▸ **RECORDS FOR PROCESSING**:
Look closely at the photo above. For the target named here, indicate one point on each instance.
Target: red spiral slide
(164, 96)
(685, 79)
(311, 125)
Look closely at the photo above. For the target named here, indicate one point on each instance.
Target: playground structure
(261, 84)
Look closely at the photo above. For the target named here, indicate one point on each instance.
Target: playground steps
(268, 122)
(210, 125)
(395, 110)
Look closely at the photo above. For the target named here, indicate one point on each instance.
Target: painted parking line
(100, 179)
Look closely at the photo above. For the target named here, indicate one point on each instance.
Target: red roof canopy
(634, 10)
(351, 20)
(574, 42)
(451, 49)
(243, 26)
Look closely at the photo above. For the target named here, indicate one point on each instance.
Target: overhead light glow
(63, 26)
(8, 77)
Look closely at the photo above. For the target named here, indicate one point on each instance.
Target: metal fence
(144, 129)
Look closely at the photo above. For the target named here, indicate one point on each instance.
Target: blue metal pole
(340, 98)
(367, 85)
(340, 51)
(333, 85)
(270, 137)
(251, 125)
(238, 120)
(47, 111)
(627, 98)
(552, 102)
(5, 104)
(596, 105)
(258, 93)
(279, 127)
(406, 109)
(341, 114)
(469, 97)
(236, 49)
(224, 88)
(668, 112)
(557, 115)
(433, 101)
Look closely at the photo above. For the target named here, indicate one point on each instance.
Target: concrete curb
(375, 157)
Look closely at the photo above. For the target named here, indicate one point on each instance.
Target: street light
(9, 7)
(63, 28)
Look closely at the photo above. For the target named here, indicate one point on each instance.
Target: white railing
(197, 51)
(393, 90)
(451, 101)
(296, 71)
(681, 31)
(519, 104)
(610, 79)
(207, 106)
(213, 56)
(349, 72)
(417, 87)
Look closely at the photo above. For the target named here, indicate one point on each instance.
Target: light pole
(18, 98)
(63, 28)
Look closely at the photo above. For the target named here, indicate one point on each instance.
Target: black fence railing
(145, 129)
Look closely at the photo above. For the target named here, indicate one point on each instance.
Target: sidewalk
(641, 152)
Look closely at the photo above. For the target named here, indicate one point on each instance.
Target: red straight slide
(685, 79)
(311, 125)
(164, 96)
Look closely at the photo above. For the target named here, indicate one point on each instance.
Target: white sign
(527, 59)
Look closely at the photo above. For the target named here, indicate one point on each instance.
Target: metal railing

▸ **WORK INSTRUCTIONS**: Please tally the lines of the listing above that contain the string "light" and give only the number.

▸ **RESPONSE TO THIS TASK**: 3